**EXERCISE TASK**. Look below for the line containing "Mark one point on each instance of the black", then write out that line and every line after it to the end, exactly, minus the pictures.

━━━━━━━━

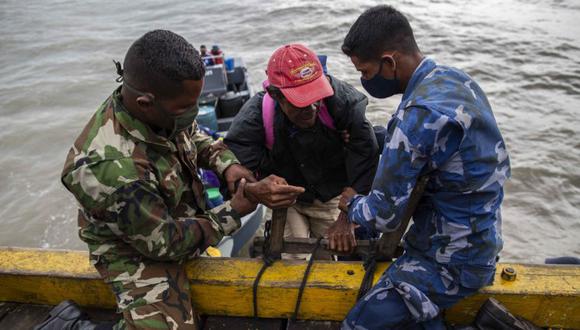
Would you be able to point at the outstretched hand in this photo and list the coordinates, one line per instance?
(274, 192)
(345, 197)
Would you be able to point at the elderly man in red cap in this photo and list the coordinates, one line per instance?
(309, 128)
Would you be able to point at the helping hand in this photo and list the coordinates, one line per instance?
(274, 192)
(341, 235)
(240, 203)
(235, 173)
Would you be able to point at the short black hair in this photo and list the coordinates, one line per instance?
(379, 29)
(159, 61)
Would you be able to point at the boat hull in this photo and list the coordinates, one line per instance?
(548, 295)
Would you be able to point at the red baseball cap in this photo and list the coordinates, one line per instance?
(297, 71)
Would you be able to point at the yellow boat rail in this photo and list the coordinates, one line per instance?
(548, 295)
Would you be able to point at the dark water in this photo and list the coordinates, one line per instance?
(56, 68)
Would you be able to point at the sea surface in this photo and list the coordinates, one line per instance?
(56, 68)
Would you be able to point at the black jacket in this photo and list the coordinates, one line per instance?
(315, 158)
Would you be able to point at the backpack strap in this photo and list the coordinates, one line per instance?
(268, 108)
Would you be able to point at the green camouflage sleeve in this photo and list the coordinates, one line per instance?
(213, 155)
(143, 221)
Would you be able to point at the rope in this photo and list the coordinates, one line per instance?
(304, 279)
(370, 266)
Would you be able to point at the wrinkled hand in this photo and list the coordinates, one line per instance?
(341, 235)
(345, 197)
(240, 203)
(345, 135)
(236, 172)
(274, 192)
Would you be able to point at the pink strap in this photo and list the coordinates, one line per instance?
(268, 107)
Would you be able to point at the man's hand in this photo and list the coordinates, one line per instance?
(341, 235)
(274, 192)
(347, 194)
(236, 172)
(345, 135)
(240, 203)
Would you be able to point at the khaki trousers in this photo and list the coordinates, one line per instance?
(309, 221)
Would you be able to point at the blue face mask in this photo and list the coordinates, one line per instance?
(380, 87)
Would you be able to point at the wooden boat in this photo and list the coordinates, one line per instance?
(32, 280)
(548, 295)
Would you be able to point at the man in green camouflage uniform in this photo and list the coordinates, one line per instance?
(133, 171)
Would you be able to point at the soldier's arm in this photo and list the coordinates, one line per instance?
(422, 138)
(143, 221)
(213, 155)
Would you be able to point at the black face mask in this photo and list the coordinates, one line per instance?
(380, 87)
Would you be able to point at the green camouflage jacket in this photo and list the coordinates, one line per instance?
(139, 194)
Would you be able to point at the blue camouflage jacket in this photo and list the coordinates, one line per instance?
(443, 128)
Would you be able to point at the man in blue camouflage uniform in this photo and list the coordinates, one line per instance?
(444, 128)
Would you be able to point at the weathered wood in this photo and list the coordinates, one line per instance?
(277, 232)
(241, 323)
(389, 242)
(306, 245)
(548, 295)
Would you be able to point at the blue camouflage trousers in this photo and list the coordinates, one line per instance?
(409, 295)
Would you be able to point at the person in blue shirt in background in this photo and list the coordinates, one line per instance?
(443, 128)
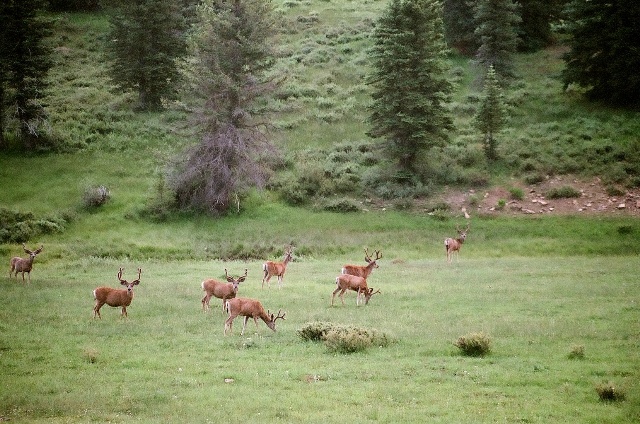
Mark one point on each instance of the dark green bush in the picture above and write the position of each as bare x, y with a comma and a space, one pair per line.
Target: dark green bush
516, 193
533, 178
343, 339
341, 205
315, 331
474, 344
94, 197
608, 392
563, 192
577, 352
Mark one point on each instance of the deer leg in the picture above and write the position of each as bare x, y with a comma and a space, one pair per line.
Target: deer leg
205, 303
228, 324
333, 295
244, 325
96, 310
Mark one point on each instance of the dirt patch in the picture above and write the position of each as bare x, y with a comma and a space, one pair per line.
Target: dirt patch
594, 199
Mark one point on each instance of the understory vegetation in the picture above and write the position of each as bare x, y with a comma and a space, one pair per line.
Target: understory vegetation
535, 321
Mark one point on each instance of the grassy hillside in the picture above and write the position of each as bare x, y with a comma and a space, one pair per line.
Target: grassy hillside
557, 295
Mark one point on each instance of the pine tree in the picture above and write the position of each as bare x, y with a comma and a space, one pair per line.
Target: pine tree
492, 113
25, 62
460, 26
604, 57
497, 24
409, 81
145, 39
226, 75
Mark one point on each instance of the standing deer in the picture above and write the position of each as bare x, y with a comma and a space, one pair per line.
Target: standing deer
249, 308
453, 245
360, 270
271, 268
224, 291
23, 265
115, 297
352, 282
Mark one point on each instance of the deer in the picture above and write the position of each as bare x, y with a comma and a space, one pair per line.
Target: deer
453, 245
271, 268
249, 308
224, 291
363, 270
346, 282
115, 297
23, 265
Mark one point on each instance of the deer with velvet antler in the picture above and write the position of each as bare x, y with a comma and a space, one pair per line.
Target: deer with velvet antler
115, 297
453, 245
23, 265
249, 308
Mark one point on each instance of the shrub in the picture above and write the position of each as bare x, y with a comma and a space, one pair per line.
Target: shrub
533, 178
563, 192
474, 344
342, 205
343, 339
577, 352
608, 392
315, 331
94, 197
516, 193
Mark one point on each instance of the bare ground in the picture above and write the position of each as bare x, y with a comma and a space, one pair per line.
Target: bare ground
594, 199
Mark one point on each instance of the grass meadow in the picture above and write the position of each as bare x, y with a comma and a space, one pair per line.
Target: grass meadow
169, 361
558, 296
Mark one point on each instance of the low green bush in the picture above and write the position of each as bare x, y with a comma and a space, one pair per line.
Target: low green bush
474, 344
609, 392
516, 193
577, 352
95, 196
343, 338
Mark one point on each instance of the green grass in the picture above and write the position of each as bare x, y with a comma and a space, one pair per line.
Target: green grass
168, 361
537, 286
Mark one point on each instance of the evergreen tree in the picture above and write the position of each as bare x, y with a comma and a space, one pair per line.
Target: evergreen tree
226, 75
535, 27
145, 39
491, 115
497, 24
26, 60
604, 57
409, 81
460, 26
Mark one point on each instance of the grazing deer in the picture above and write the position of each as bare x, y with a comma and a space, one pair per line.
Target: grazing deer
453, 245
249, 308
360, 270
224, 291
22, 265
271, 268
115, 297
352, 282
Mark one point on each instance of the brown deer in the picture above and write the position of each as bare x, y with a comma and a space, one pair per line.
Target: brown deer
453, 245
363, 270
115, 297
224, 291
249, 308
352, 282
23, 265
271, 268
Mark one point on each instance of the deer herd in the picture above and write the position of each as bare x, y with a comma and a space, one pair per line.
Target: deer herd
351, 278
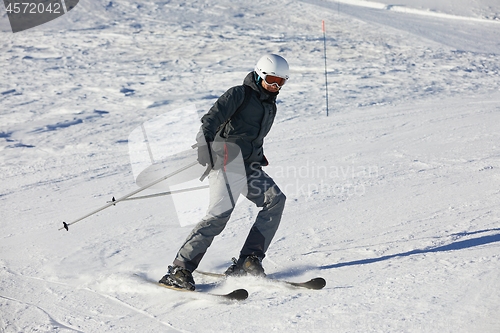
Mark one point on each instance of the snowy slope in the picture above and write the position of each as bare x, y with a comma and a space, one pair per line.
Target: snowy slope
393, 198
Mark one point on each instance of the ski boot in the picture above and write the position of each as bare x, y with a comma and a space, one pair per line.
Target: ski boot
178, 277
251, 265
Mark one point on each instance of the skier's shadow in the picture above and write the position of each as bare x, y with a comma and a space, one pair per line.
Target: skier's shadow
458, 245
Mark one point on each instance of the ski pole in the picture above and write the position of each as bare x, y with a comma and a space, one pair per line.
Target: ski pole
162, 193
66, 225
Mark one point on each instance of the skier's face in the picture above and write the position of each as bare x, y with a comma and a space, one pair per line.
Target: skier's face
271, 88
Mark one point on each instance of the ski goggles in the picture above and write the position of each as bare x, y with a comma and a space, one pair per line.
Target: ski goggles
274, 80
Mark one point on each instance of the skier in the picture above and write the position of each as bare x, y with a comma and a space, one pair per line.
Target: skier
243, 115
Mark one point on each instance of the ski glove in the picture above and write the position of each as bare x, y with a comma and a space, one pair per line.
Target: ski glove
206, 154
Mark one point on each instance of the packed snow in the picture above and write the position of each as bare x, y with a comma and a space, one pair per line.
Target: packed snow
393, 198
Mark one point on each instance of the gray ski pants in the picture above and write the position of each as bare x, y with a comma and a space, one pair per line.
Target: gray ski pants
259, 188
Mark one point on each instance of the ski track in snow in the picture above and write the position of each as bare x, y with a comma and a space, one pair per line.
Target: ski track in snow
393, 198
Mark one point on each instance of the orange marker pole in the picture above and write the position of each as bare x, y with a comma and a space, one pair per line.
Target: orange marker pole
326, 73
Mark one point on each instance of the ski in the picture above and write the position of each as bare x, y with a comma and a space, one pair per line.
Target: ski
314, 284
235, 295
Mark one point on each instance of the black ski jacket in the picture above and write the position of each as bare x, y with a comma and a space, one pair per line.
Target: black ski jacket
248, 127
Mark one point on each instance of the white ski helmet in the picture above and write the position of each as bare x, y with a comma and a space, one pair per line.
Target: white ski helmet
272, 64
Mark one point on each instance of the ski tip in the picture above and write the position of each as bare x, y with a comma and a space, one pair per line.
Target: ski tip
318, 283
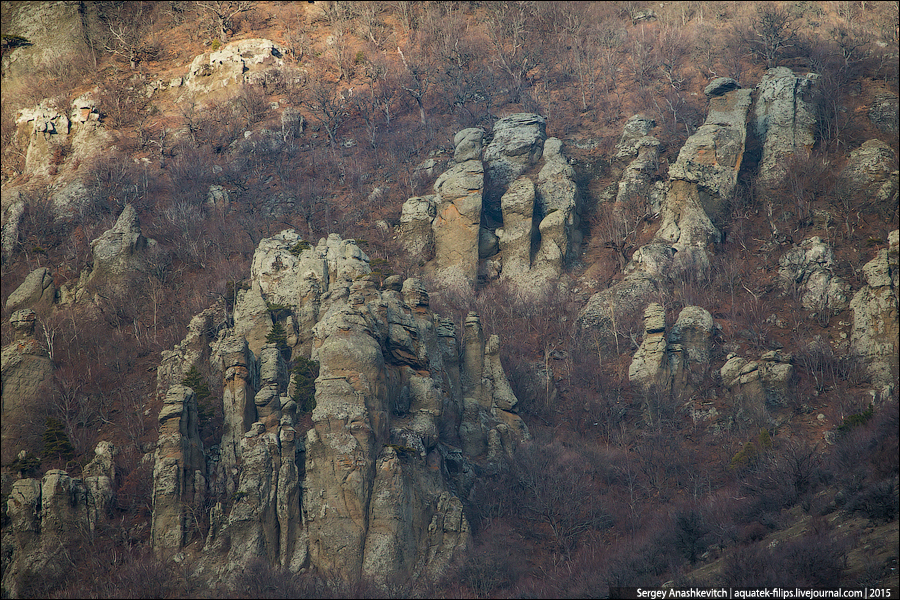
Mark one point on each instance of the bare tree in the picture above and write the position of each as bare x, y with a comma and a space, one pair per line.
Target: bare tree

━━━━━━━━

**SOLUTION**.
Mark one point on each instance of the black ski jacket in the picture above and write the position of each as bare x, y with a comma and a space, one pair per line.
Target: black ski jacket
248, 127
Mark one point on each instance of the white ski helmet in the picture above and write the position of each as bare x, y with a comma and a space, one pair per line.
Target: white ski helmet
272, 64
Mark one point on each instance of the ski tip in the picture above and write the position of each as bare x, y with a comma and a space, one pair per line.
Target: ski tip
318, 283
Mark one point on each instance of the bare tree in the picture above and write the position of each as bare x, y with a comma and a space, one pair per line.
Target: bare tree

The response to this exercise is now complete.